▶ [Data rows]:
================================

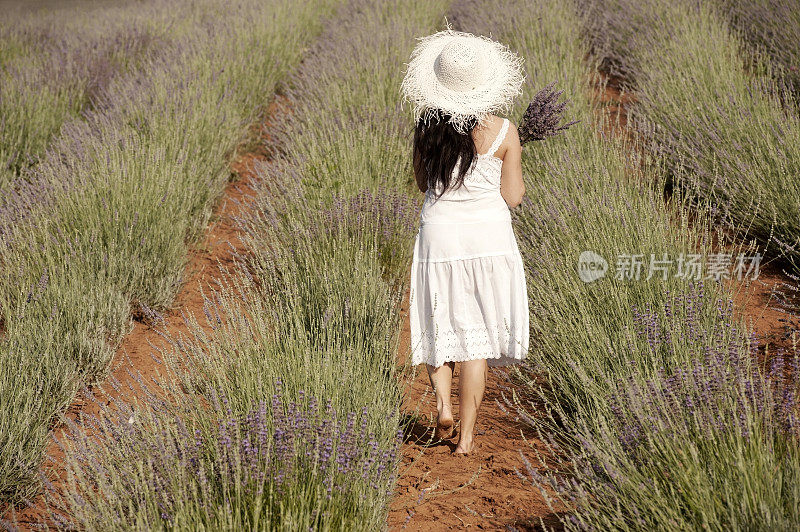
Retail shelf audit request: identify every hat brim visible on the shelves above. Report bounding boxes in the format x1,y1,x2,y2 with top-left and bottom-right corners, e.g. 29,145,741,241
401,28,525,132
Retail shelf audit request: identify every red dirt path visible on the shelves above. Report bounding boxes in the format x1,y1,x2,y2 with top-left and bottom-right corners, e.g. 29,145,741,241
388,293,558,531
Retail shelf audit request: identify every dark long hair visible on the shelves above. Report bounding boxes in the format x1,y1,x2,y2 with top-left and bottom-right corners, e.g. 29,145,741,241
414,111,477,199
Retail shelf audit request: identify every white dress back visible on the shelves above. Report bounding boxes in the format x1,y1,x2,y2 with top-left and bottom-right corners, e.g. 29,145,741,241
409,119,529,367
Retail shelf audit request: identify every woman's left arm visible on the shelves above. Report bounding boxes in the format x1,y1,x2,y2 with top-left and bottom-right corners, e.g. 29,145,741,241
413,145,428,194
500,124,525,209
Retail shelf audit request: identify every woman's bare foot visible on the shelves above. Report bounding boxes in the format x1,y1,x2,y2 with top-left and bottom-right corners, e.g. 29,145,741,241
453,437,475,455
435,406,455,440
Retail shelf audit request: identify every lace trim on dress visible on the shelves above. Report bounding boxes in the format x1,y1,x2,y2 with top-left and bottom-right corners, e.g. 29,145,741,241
413,324,525,364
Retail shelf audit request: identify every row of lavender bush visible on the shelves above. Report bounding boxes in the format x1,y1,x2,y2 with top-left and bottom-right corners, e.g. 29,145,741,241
581,0,800,270
456,0,800,530
0,0,332,508
0,0,205,189
20,0,446,530
714,0,800,109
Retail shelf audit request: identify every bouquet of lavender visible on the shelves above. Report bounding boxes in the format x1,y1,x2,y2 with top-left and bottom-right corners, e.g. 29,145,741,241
519,81,580,146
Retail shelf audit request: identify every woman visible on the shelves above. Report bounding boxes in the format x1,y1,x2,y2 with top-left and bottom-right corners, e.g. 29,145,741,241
402,28,528,454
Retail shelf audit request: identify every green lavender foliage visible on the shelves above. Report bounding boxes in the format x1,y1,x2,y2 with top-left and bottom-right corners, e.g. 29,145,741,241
0,2,332,508
32,0,447,530
458,1,800,530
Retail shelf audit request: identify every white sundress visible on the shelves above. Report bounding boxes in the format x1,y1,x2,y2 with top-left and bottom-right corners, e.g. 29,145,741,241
409,119,529,367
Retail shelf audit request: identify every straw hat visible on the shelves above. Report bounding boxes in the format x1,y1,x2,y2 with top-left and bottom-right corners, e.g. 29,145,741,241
401,27,525,133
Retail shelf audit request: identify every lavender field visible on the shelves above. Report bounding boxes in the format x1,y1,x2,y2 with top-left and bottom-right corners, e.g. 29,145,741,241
0,0,800,531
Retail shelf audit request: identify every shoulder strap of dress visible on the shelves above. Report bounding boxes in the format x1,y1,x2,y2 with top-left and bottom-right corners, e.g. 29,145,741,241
486,118,508,155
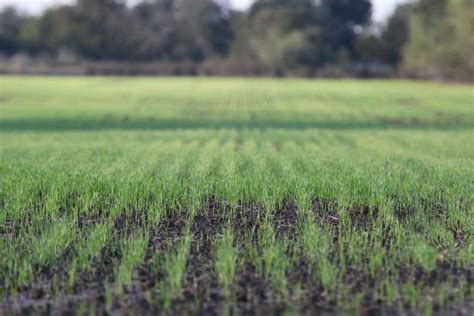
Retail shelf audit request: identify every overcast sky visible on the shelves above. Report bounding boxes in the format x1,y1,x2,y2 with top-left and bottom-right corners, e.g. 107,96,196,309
0,0,407,22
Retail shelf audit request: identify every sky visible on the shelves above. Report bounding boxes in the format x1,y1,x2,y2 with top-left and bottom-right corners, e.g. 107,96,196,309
0,0,407,22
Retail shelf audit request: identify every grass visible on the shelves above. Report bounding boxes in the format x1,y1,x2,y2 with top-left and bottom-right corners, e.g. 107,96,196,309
0,76,474,314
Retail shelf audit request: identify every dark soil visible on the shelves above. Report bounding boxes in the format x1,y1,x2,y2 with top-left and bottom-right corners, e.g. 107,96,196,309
0,199,474,315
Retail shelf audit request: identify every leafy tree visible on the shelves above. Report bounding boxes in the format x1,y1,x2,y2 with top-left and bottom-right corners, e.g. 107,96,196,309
404,0,474,79
0,7,28,55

================================

▶ [Problem to solve]: Change "Retail shelf audit request" to "Field survey request" throughout the entries above and leave everything else as it is. Omit the pictures.

▶ [Result]:
Field survey request: identify every hat brim visible on the shelves above. Report bounding boxes in the format x1,y1,x2,y2 with top-left and bottom-right corners, e.g. 29,145,741,241
401,28,525,132
Field survey request: identify every red dirt path visible on the shelves above. Report bounding boxes in the format x1,y1,x2,y2 with top-left and bottom-right corners, e.g. 29,145,741,241
388,293,558,531
Field survey request: identify every dark long hair visible on the shelves above. Report bounding boxes in the format x1,y1,x2,y2 with top-left and bottom-right corners, e.g. 29,145,741,241
414,111,477,199
Field survey request: identify every white dress back visible on the shelves above. Report bounding boxes in the format x1,y1,x2,y2 with top-left and bottom-right corners, e.g. 29,145,741,241
409,119,529,367
Field survey request: identify every woman's left arm visible on the shelves above. Report bounding boxes in the format x1,y1,x2,y2 with top-left and bottom-right corners, e.g. 29,145,741,241
413,145,428,194
500,124,525,209
Field survey request: identify every woman's bare foot visible on the shelves above. Report bounding boxes in the format x1,y1,x2,y2 with top-left and bottom-right corners, e.g. 29,145,741,241
453,437,475,455
435,406,455,440
Field survey request: identify every lace trim on dress visible on the shelves above. Report bounding boxes in the format x1,y1,x2,y2 with top-left and bottom-right corners, e.g. 29,145,741,241
413,324,525,364
Field survey request: identify every row of lavender bush visible on the shelves above. Report bounding boxes in the format x1,y1,x2,y2 with top-left and bottom-right corners, e.g. 29,145,741,241
581,0,800,270
456,0,800,530
0,0,332,508
0,0,205,189
20,0,446,530
714,0,800,109
Field survey request: identify every bouquet of lavender visible on the shelves above. Report bounding boxes in the format x1,y1,x2,y2 with top-left and bottom-right corners, e.g. 29,145,741,241
519,81,580,146
Field survey request: identify every woman visible on the shelves above. Report bounding boxes in the format x1,y1,x2,y2 with top-left and bottom-right corners, e.g. 29,145,741,241
402,28,528,454
Field survey request: identify every green lavender foliage visible on the shelves above. Report bounding boxes in the format x1,y1,x2,y2 with top-left and bottom-right corners, e.g. 29,145,741,241
0,2,332,508
32,0,447,530
458,1,800,530
Field survey request: identify every white sundress visible on the shelves above. Report bounding boxes in the format x1,y1,x2,y2 with top-left and bottom-right corners, e.g. 29,145,741,241
409,119,529,367
Field survey request: identify every straw hat visible on the shelves above. Report bounding boxes in the format x1,y1,x2,y2 with top-left and bottom-right corners, e.g. 29,145,741,241
401,27,525,133
Field survey request: identify every lavender field visible on the shelves above. Report bounding boxes in the format x1,y1,x2,y2 with top-left and bottom-right corners, e.g. 29,145,741,241
0,0,800,531
Field survey request: identify every shoulder strap of dress visible on the shelves above. Report bounding boxes in the format x1,y1,x2,y2 with top-left and bottom-right corners, e.g. 29,145,741,241
486,118,508,155
Field survey request: identify every overcast sky visible on the shelves above. Report bounding boxes in the format x1,y1,x2,y2 with top-left and bottom-right corners, e.g. 107,96,196,309
0,0,407,22
Field survey request: identify every sky visible on the shelves above. Report bounding boxes in the format x1,y1,x2,y2 with top-left and bottom-right corners, e.g. 107,96,196,309
0,0,407,22
Field survey request: identify every grass visible on the shelves above. Report bounding boxes in the format x1,y1,x2,y2 with top-left and bottom-right corners, e.g. 107,96,196,309
0,76,474,314
Field survey request: identify every dark soil visible on the shelves above. Report bounding boxes in the format x1,y1,x2,y2 with top-left and bottom-right corners, e.g. 107,96,196,309
0,199,474,315
Field survey request: identify every leafy tree visible on the shelves above. Report bounding boxes in the format x1,y1,x2,y2 with top-left and bottom-right corners, e.g. 107,96,196,309
404,0,474,79
0,7,28,55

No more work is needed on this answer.